Fragmento propuesto>

Escritora, ganadora del Premio Nacional de la Crítica con «La hija del Este»

2 Andrés Montes

Los 52 años de edad de Clara Usón, ganadora del Premio Nacional de la Crítica por su novela «La hija del Este», son los mismos transcurridos desde la última vez que una mujer recibió este galardón. En 1961 fue Elena Quiroga con «Tristura» la destinataria del reconocimiento, que dos años antes obtuvo Ana María Matute con «Los hijos muertos». La barcelonesa Usón completa ahora un mermado trío que contrasta con la proliferación de autoras en las letras españolas durante las últimas cinco décadas.

Detrás de «La hija del Este» (Seix Barral) -la sexta novela que la escritora publica, de la decena que lleva escritas- hay tres años de dedicación a tiempo completo y una larga investigación sobre la guerra de los Balcanes, conflicto intrincado que puso ya en evidencia las limitaciones de Europa como construcción política, mucho antes de que lo hiciera la economía. El trabajo previo sirve para dar cuerpo a una historia con un núcleo real, el suicidio de Ana, la hija de Ratko Mladic, comandante en jefe del Ejército serbio, que dirigió el asedio de Sarajevo y a quien ahora se juzga en La Haya por la matanza de Srebrenica. Con distintos registros narrativos, la novela es el relato de la desolación que sigue al hundimiento de los mitos, sea el del padre o el de la nación.

-¿A qué atribuye ser la primera escritora que recibe el Premio Nacional de la Crítica en 52 años?

-Hay dos posibles explicaciones. Una es que las mujeres españolas son muy torpes, o no son capaces de hacer literatura con el mismo nivel que los hombres, y la otra que los críticos nos leen muy poco. Hay magníficas escritoras que bien pudieran haber ganado este premio antes que yo. Pero existe una inercia que lleva a los críticos y a los que crean opinión, en su mayoría hombres, a considerar que los libros de mujeres son para mujeres, y nos leen poco. Lo que quiero pensar, porque no tengo intención de regañar ni de enmendar la plana a estos señores que me han hecho tan feliz, es que esto supone un cambio de actitud y que van a valorar mejor a las mujeres que escriben con ambición literaria. Este premio lo comparto con las escritoras que han debido ganarlo y no lo ganaron.

Enunciado 1> Enumera las escritoras que, según el fragmento, han ganado el Premio Nacional de la Crítica, junto con la novela premiada de cada una.
El fragmento y los registros no guardan relación entre sí.

Datos de entrada>
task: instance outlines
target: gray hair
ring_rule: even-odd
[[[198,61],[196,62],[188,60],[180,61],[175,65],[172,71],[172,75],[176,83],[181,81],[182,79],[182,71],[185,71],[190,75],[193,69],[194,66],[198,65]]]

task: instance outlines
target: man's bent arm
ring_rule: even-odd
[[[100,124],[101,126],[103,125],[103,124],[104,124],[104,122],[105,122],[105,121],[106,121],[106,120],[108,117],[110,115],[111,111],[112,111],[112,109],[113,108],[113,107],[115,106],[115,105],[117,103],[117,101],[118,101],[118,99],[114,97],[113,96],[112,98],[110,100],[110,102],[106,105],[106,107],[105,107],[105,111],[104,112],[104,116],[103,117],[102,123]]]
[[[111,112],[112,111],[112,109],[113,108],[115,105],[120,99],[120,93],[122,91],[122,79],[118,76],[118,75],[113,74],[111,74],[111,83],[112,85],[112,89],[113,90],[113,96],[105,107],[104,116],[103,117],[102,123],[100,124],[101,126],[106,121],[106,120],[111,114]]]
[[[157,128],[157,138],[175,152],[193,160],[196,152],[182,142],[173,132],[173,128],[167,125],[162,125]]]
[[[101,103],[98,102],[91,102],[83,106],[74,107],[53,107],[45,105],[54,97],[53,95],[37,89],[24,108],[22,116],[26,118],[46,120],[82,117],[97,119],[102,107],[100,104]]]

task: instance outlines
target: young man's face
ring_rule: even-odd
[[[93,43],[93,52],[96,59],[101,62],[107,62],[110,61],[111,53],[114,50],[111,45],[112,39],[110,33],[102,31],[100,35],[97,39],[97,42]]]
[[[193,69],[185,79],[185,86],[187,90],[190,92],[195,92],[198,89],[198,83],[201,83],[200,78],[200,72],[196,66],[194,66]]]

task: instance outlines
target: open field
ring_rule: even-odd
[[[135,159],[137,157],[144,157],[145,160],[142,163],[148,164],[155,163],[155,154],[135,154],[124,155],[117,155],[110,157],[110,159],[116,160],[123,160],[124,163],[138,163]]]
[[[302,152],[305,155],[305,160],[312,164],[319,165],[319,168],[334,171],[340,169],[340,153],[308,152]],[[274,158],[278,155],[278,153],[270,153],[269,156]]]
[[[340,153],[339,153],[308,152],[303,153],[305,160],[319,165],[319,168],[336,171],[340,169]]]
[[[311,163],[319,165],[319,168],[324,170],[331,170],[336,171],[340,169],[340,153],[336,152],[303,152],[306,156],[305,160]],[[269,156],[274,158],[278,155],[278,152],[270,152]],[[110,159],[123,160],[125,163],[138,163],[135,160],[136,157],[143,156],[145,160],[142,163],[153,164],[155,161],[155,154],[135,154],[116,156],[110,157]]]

Enunciado 2> Devuelve todas las líneas de los registros en las que aparezca la palabra «target».

Solución 1>
- Elena Quiroga, con «Tristura»
- Ana María Matute, con «Los hijos muertos»
- Clara Usón, con «La hija del Este»

Solución 2>
target: gray hair
target: man's bent arm
target: young man's face
target: open field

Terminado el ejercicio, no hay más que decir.